Task to complete →
Every line with the string "below" in it belongs in your answer, so copy them all from the data.

════════════════════

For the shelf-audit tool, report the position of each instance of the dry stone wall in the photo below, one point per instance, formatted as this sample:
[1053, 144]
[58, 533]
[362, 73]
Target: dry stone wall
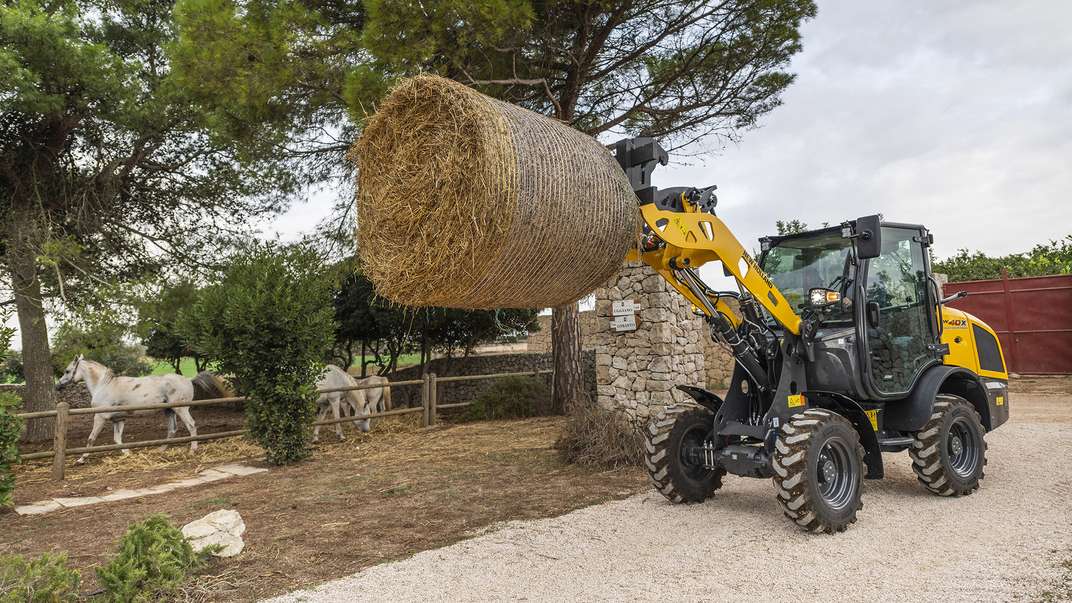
[637, 371]
[717, 362]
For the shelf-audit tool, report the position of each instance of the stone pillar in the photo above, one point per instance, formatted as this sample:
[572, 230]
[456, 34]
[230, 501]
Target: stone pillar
[637, 371]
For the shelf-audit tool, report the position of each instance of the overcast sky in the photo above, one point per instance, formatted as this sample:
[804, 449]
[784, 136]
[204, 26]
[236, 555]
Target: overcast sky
[951, 114]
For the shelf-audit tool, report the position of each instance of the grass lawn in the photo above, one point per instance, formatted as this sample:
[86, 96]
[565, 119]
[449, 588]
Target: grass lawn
[404, 361]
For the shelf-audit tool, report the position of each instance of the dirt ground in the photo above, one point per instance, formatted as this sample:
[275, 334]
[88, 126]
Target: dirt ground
[374, 498]
[1010, 541]
[402, 489]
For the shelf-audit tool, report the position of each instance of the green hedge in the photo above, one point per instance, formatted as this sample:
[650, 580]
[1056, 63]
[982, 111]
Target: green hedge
[270, 323]
[511, 397]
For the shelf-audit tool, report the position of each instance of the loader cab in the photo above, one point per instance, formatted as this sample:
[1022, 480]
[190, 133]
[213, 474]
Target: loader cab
[876, 340]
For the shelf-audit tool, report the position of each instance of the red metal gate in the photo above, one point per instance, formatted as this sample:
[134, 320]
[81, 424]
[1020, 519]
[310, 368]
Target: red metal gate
[1031, 315]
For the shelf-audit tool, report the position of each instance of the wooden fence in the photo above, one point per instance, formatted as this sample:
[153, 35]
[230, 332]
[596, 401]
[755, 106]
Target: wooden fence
[429, 409]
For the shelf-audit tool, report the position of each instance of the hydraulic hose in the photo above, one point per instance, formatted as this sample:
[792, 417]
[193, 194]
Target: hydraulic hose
[742, 351]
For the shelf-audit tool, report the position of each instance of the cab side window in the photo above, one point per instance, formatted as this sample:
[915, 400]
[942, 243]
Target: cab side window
[896, 287]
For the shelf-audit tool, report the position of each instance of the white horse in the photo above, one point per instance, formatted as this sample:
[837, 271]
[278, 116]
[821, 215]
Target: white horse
[359, 402]
[108, 391]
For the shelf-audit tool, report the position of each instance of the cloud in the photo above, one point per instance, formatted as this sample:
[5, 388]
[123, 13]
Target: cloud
[954, 115]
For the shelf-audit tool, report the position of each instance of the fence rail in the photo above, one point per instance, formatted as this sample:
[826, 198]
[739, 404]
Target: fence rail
[429, 409]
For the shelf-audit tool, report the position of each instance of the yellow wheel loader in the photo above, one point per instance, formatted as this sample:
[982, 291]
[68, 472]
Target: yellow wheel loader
[844, 349]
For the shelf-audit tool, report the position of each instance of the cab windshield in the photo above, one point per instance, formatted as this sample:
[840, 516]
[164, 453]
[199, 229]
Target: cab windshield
[821, 260]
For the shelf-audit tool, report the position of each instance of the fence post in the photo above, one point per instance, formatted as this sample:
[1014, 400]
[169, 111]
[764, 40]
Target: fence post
[433, 398]
[59, 440]
[425, 399]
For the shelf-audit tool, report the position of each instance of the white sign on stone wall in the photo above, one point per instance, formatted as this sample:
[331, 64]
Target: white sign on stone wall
[624, 307]
[627, 322]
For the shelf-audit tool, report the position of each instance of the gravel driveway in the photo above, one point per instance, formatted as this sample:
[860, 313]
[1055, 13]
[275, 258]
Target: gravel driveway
[1001, 543]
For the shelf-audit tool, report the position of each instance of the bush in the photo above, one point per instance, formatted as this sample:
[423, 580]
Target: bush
[598, 437]
[269, 323]
[11, 429]
[44, 579]
[153, 561]
[511, 397]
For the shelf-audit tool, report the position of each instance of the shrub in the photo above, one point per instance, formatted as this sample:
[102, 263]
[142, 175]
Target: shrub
[599, 437]
[269, 323]
[11, 429]
[511, 397]
[153, 561]
[44, 579]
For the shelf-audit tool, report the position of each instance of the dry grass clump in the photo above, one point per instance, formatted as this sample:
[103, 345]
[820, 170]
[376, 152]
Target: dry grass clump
[146, 459]
[467, 202]
[597, 437]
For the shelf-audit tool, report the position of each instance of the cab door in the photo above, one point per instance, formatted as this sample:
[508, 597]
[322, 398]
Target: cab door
[899, 328]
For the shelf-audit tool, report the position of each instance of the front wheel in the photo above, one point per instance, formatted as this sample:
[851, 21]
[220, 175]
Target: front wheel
[818, 468]
[949, 454]
[673, 441]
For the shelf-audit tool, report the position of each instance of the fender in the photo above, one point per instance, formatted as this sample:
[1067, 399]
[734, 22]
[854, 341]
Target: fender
[852, 411]
[704, 398]
[911, 413]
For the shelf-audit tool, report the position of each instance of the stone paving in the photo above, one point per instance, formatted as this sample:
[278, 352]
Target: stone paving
[206, 476]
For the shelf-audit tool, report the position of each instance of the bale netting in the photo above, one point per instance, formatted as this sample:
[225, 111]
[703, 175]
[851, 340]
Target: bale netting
[469, 202]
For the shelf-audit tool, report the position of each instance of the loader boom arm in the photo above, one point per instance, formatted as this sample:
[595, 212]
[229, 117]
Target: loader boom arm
[689, 237]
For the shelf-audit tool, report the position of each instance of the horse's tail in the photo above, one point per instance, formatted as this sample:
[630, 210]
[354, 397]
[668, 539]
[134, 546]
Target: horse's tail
[209, 385]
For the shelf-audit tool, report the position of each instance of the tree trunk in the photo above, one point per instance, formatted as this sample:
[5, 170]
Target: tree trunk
[568, 380]
[40, 392]
[423, 351]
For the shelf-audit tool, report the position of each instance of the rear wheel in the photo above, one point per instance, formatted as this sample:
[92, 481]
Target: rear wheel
[817, 465]
[949, 454]
[673, 459]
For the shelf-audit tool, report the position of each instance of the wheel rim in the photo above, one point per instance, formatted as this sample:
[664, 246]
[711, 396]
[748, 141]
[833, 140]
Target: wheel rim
[836, 476]
[962, 447]
[691, 458]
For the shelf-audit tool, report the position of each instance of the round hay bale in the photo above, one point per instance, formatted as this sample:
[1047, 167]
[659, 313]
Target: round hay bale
[469, 202]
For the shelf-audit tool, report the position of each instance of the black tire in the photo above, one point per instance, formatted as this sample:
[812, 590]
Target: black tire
[679, 479]
[949, 454]
[818, 470]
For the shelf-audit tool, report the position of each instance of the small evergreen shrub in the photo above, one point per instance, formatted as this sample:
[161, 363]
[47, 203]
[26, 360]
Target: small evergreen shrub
[598, 437]
[511, 397]
[43, 579]
[11, 429]
[152, 562]
[269, 322]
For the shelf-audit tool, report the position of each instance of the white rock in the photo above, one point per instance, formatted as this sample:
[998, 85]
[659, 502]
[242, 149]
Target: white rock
[224, 527]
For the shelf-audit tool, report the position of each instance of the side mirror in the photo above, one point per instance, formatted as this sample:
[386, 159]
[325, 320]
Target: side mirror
[868, 237]
[819, 297]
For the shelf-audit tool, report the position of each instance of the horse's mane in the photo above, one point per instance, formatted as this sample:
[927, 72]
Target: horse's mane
[100, 366]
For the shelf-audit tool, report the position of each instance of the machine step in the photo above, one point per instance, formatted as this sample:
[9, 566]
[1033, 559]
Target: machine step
[738, 428]
[895, 443]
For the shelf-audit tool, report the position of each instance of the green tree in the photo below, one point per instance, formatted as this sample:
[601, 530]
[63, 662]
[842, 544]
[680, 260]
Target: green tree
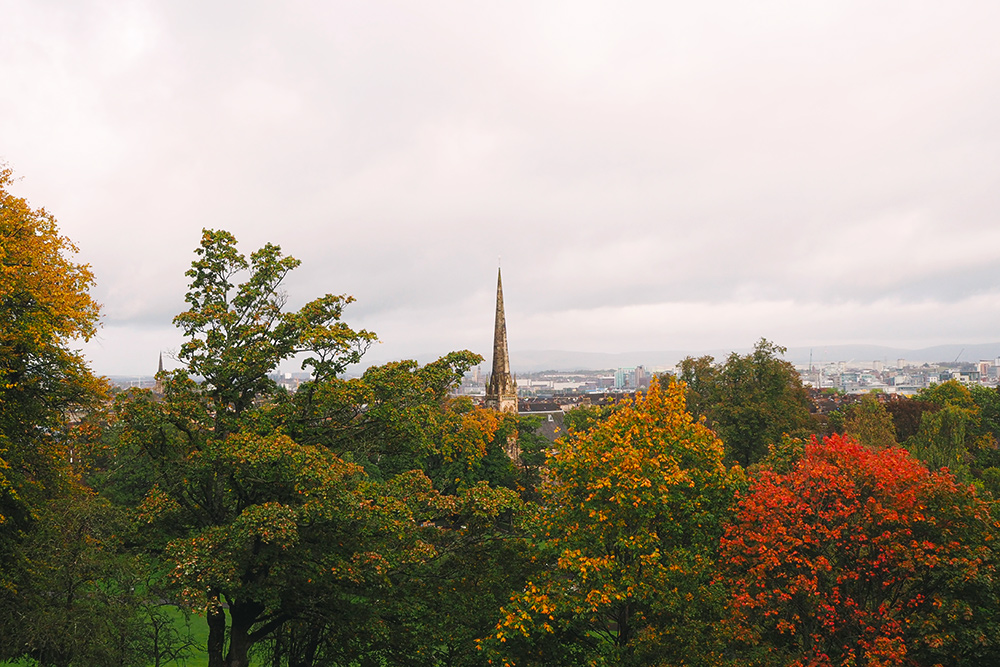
[949, 434]
[868, 422]
[239, 333]
[751, 401]
[295, 520]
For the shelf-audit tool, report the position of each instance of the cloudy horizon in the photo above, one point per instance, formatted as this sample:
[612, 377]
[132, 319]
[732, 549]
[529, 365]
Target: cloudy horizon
[652, 175]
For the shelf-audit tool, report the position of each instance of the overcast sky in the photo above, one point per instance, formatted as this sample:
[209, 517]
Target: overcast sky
[659, 175]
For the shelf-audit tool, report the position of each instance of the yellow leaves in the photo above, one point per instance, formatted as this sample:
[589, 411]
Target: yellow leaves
[45, 293]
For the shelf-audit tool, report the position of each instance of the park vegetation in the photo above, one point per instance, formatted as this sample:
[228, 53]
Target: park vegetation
[377, 520]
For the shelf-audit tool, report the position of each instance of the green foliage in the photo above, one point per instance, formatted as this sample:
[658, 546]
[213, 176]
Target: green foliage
[82, 600]
[239, 333]
[750, 401]
[868, 422]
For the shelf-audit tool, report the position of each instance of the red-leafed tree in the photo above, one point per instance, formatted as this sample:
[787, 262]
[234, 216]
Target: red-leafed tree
[862, 557]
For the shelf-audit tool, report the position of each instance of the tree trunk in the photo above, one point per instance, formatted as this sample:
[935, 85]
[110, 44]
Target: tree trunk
[243, 617]
[216, 632]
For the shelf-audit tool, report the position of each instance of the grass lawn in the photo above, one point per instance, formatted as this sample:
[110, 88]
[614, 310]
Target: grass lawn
[199, 632]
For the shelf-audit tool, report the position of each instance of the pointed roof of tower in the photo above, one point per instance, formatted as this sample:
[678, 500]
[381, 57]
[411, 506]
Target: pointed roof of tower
[501, 362]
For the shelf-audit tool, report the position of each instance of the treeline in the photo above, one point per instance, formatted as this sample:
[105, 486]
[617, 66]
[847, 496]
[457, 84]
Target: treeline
[379, 520]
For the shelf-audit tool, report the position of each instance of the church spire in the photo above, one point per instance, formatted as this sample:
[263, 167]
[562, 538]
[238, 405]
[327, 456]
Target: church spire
[502, 391]
[158, 386]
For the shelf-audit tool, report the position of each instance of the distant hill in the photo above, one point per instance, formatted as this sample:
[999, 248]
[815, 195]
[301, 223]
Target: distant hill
[533, 361]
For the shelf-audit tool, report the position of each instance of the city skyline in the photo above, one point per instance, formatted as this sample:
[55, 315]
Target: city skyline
[656, 176]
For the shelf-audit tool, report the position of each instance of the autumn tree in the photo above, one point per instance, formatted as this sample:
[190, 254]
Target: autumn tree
[858, 556]
[629, 521]
[44, 307]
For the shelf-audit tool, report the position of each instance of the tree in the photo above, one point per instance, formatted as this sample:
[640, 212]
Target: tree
[82, 598]
[629, 521]
[238, 334]
[950, 433]
[44, 306]
[400, 416]
[868, 422]
[294, 520]
[750, 401]
[863, 557]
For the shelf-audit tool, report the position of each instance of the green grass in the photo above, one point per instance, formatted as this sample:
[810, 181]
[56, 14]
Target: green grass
[199, 633]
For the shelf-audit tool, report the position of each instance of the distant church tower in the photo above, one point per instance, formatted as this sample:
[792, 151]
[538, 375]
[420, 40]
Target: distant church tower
[502, 391]
[158, 387]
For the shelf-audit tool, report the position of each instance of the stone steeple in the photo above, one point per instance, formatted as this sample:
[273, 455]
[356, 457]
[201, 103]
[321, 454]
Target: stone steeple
[158, 387]
[502, 391]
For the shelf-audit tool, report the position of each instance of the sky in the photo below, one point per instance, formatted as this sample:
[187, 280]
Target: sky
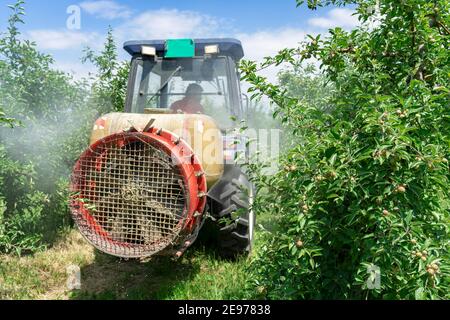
[63, 28]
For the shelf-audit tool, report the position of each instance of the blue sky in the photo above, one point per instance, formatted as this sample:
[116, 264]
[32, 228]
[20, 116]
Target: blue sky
[263, 26]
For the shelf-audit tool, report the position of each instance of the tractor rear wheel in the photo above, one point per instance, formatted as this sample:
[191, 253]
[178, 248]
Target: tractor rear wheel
[235, 218]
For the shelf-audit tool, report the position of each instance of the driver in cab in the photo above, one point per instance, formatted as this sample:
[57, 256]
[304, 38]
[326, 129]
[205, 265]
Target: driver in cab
[191, 103]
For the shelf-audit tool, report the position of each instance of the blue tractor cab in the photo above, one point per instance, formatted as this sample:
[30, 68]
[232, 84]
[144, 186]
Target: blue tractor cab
[163, 72]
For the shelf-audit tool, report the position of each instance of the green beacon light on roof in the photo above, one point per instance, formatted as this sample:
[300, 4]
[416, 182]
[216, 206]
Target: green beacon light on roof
[180, 48]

════════════════════

Output of the task →
For the shelf-audit tool, report the position of each instance of the dry stone wall in the photo below, one point per instance, formatted as this sample:
For the shelf-audit tool, report the position of each instance of the green tree in the photo below, one point per instance, formatted as this sample:
For the shelf-audit tool, report the position of each instance of the sky in the photo below, one point per instance, formatted as this sample:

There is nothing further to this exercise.